> [DOCUMENT SEGMENT]:
A walk in the (virtual) park

Alyn Hospital receives VR system to help autistic children.

Senserum CEO Yotam Bahat watches over Josh Marks as he tries out a new system designed to expose autistic children to stimuli in a safe envornment. (photo credit: ROCKY BAIER)
Senserum CEO Yotam Bahat watches over Josh Marks as he tries out a new system designed to expose autistic children to stimuli in a safe envornment.
(photo credit: ROCKY BAIER)
When Josh Marks slipped on a pair of HTC Vibe Virtual Reality goggles, he found himself in a virtual playground complete with a fantasy space slide, swings that gave the feeling of movement and computer-generated children.
The new VR system was designed to help autistic children and was donated to Jerusalem’s Alyn Orthopedic Hospital and Rehabilitation Center by Josh and his family as part of Josh’s bar mitzva. The donation is the latest in three generations of charity from the Marks family to the facility.
“My late mom was a cofounder of the Southport Friends of Alyn,” said Nicky Marks, Josh’s mother. “So I grew up always hearing the words ‘Alyn Hospital.’” As a kid, Nicky visited the hospital from her home in Southport, England. She now brings her own children there.
Southport is a tiny seafront town that “no one knows about,” according to Nicky.
The family raised NIS 20,000 to donate to Alyn Hospital. To raise the money, Nicky ran in four marathons, Josh’s aunt swam and Josh donated 20% of his bar mitzva money.
The VR system, designed by start-up company Senserum, helps to expose autistic children to stimuli in a safe environment. It is housed in a large room, empty except for a desk, a computer and the VR goggles wired to a computer.
“The reasoning behind the development of the playground was to give children with autism the ability to interact with children in a controlled environment,” said Naomi Gefen, the deputy director general of clinical services and an occupational therapist.
“[It] enables them to practice social skills where they won’t be pushed away or not taken seriously.”
Josh is autistic, so the donation was a perfect match for the family.
“It’s perfect because originally it was designed for children with autism, which is exactly what Josh has,” said Josh’s brother, Daniel Marks. “That’s why it was so special.”
“[The system] gives them abilities that they don’t have in the real world,” Gefen said.
Gefen can program the system to show a balloon over a patient’s head and have a child push themselves out of a wheelchair to touch it. When they reach the balloon, they see it pop.
Eventually, Alyn therapists hope to use the system for physical therapy in addition to occupation therapy.

> [BRIEF 1]: Reproduce the part of the article about Alyn Hospital's VR system starting with "Alyn Hospital receives" and going on through "and computer-generated children.".
> [BRIEF 2]: For each statement, say yes or no depending on whether it agrees with the article about Alyn Hospital's VR system, and quote the words that decide it: (a) The Marks family raised NIS 20,000 for Alyn Hospital. (b) Nicky Marks ran in two marathons to help raise the money. (c) The VR system was designed by the start-up company Senserum.
The records that come next are not used in any task.

> [THE DATA]:
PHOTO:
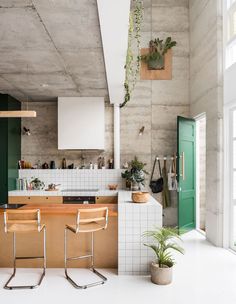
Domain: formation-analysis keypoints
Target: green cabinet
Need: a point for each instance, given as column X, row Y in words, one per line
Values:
column 10, row 146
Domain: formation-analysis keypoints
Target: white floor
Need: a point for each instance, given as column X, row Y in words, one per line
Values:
column 205, row 274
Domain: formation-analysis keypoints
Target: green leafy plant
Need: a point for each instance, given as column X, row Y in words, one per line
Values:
column 165, row 240
column 133, row 57
column 157, row 50
column 135, row 172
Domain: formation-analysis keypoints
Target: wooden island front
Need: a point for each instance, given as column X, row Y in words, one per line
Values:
column 55, row 216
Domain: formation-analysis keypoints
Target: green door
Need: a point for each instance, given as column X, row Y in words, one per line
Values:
column 186, row 174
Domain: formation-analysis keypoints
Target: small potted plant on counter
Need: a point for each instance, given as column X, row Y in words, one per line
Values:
column 155, row 59
column 135, row 174
column 165, row 240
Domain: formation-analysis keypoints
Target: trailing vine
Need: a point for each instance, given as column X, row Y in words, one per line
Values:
column 132, row 65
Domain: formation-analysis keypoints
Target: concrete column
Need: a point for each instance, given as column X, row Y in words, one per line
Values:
column 117, row 136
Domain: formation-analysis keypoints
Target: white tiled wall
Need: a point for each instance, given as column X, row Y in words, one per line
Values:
column 76, row 179
column 134, row 219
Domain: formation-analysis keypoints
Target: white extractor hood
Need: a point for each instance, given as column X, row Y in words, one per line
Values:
column 81, row 123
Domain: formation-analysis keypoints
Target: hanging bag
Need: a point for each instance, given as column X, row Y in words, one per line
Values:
column 156, row 185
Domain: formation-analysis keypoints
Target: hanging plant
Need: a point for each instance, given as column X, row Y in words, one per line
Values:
column 155, row 59
column 132, row 65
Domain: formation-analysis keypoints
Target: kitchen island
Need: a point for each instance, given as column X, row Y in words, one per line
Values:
column 115, row 247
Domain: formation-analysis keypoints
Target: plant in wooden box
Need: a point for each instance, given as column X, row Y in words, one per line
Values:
column 135, row 174
column 165, row 240
column 155, row 59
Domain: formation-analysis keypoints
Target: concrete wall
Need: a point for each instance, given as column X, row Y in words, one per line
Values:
column 155, row 104
column 206, row 96
column 201, row 124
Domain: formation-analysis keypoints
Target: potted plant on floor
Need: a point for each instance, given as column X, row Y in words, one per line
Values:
column 155, row 59
column 165, row 240
column 135, row 174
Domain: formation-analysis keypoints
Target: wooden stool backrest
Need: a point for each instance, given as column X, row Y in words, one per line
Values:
column 24, row 217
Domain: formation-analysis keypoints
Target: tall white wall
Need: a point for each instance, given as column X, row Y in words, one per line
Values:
column 206, row 80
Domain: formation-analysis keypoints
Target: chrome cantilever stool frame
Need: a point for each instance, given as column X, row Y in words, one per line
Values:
column 87, row 221
column 24, row 221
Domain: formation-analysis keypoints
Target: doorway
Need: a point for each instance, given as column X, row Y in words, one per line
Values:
column 201, row 172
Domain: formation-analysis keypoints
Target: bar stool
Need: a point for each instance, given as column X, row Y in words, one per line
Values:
column 87, row 221
column 24, row 221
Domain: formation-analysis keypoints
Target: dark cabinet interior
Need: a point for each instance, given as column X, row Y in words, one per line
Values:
column 10, row 146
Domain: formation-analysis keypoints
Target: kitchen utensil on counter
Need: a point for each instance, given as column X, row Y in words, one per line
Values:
column 140, row 197
column 112, row 186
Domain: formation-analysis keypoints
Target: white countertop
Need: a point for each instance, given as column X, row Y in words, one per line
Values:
column 102, row 192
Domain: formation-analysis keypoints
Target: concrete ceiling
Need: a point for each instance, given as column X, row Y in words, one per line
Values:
column 51, row 48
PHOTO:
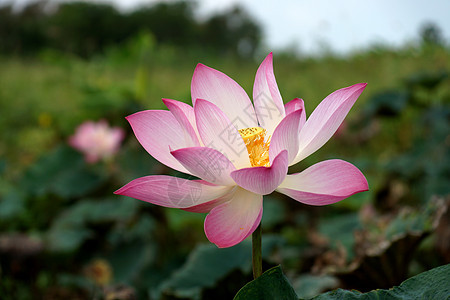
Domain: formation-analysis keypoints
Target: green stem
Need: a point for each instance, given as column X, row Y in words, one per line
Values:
column 256, row 252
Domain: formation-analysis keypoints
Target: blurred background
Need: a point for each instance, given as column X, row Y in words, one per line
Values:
column 64, row 235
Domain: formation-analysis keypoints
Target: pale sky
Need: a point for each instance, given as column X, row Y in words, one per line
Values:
column 343, row 25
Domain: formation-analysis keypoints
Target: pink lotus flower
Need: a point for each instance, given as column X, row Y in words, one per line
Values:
column 241, row 151
column 97, row 140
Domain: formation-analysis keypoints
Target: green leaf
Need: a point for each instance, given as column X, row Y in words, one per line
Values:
column 208, row 264
column 432, row 284
column 307, row 285
column 62, row 172
column 270, row 285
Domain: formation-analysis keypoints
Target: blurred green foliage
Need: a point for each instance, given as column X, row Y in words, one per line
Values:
column 62, row 231
column 88, row 28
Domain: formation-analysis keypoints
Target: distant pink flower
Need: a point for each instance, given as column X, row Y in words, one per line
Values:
column 97, row 140
column 241, row 151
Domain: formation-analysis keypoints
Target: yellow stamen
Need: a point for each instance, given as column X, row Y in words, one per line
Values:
column 257, row 146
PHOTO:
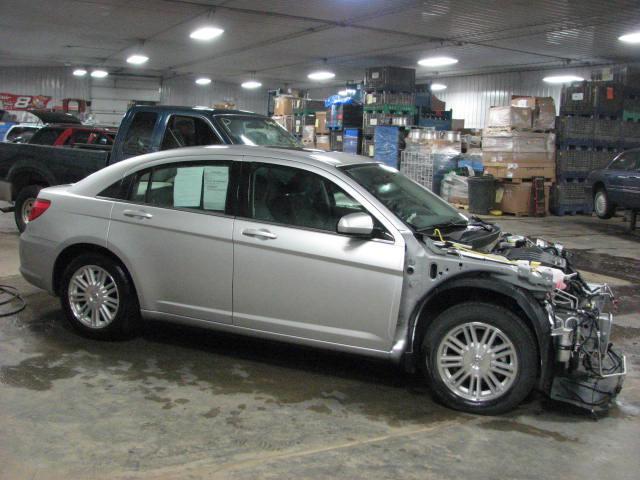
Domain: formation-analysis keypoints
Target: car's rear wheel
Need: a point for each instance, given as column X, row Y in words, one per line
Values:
column 602, row 205
column 98, row 297
column 480, row 358
column 24, row 203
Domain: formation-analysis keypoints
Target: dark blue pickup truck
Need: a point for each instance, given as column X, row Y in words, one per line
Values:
column 25, row 169
column 618, row 185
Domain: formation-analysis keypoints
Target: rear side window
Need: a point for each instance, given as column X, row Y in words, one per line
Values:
column 46, row 136
column 186, row 131
column 138, row 138
column 202, row 186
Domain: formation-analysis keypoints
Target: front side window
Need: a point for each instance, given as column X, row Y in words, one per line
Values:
column 186, row 131
column 413, row 204
column 203, row 186
column 298, row 198
column 253, row 130
column 138, row 138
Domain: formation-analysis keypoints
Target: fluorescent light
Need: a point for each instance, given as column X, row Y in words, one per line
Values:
column 630, row 37
column 437, row 61
column 137, row 59
column 321, row 75
column 206, row 33
column 563, row 79
column 251, row 84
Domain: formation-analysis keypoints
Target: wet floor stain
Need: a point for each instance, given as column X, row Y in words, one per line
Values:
column 501, row 425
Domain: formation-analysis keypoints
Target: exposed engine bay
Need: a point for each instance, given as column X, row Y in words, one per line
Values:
column 588, row 372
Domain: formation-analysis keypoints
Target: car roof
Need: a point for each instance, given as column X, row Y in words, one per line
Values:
column 184, row 109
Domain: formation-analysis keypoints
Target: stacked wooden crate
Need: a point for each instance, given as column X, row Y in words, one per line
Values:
column 518, row 146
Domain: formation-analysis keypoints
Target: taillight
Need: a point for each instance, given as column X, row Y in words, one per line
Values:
column 39, row 207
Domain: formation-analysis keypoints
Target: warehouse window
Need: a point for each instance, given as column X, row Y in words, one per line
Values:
column 138, row 139
column 296, row 197
column 187, row 131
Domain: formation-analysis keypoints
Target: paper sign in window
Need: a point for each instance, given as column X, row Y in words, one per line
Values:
column 187, row 188
column 216, row 182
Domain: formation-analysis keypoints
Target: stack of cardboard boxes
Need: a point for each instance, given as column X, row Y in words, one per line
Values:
column 517, row 146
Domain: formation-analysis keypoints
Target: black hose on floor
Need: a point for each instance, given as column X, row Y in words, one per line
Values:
column 10, row 295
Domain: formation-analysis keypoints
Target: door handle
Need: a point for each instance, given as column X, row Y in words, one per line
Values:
column 259, row 233
column 136, row 214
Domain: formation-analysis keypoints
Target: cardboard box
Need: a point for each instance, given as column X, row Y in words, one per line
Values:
column 516, row 198
column 512, row 117
column 521, row 172
column 283, row 105
column 323, row 142
column 321, row 123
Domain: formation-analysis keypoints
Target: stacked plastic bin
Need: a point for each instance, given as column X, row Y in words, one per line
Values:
column 590, row 135
column 389, row 102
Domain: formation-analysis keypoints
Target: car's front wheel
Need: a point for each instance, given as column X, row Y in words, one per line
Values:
column 480, row 358
column 602, row 205
column 98, row 298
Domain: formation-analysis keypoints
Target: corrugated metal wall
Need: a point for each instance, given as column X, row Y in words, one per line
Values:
column 471, row 96
column 183, row 91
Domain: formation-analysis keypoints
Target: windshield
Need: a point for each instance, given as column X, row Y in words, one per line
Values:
column 413, row 204
column 250, row 130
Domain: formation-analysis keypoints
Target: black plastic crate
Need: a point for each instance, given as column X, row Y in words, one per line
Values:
column 607, row 98
column 574, row 162
column 575, row 128
column 577, row 98
column 393, row 79
column 607, row 130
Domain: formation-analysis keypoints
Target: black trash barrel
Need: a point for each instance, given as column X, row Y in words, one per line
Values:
column 482, row 194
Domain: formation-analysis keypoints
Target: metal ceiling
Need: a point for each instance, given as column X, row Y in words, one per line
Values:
column 282, row 40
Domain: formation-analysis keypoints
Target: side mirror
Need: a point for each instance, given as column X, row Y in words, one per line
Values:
column 357, row 224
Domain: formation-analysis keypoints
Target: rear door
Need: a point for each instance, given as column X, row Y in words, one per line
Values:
column 294, row 275
column 175, row 231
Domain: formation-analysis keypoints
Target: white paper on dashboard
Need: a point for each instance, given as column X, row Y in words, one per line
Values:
column 187, row 188
column 216, row 181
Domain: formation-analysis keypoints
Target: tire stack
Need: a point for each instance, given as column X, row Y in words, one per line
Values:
column 590, row 135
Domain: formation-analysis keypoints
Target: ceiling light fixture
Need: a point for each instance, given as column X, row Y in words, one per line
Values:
column 137, row 59
column 99, row 73
column 321, row 75
column 251, row 84
column 562, row 79
column 630, row 37
column 437, row 61
column 206, row 33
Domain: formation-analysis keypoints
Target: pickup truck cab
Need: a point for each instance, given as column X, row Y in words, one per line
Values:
column 26, row 169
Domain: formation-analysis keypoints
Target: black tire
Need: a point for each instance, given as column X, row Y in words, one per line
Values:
column 511, row 326
column 26, row 194
column 126, row 321
column 602, row 205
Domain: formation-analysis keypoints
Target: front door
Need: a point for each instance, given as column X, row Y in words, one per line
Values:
column 175, row 231
column 295, row 276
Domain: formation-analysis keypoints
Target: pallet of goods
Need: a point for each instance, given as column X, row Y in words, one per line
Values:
column 518, row 149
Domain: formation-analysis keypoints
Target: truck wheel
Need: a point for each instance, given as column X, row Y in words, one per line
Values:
column 24, row 203
column 98, row 298
column 480, row 358
column 602, row 205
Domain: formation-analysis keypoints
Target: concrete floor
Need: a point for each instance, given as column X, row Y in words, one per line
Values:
column 185, row 403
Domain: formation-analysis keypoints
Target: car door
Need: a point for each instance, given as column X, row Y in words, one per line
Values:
column 616, row 175
column 295, row 276
column 174, row 230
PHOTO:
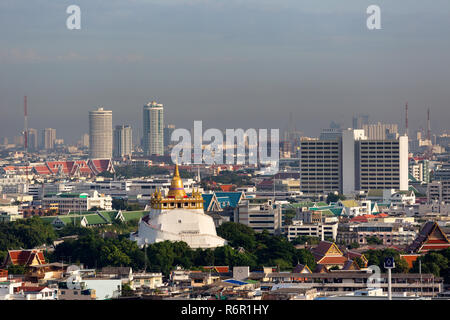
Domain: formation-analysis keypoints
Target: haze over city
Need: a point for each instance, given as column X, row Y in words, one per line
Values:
column 227, row 63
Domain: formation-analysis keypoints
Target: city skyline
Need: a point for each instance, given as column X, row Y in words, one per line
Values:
column 308, row 61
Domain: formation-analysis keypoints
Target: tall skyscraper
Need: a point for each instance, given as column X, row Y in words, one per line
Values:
column 123, row 141
column 153, row 136
column 353, row 163
column 48, row 137
column 100, row 134
column 380, row 131
column 168, row 129
column 32, row 139
column 360, row 120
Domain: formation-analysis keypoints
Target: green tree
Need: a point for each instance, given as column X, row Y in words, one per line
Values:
column 15, row 269
column 305, row 257
column 118, row 204
column 237, row 235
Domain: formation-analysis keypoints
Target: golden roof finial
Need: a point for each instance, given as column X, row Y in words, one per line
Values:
column 176, row 187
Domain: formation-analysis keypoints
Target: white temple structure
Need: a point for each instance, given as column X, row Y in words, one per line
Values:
column 177, row 217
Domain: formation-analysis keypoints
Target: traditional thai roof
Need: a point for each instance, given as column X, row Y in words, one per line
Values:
column 350, row 265
column 349, row 203
column 321, row 268
column 410, row 258
column 352, row 255
column 98, row 166
column 431, row 237
column 29, row 289
column 218, row 269
column 328, row 253
column 133, row 215
column 25, row 257
column 301, row 268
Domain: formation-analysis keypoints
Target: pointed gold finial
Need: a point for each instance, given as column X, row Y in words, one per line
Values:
column 176, row 187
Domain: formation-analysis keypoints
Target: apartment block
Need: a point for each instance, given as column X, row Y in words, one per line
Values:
column 260, row 214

> [ANSWER BOX 1]:
Alyn Hospital receives VR system to help autistic children.

Senserum CEO Yotam Bahat watches over Josh Marks as he tries out a new system designed to expose autistic children to stimuli in a safe envornment. (photo credit: ROCKY BAIER)
Senserum CEO Yotam Bahat watches over Josh Marks as he tries out a new system designed to expose autistic children to stimuli in a safe envornment.
(photo credit: ROCKY BAIER)
When Josh Marks slipped on a pair of HTC Vibe Virtual Reality goggles, he found himself in a virtual playground complete with a fantasy space slide, swings that gave the feeling of movement and computer-generated children.

> [ANSWER BOX 2]:
(a) Yes: "The family raised NIS 20,000 to donate to Alyn Hospital."
(b) No: "Nicky ran in four marathons"
(c) Yes: "designed by start-up company Senserum"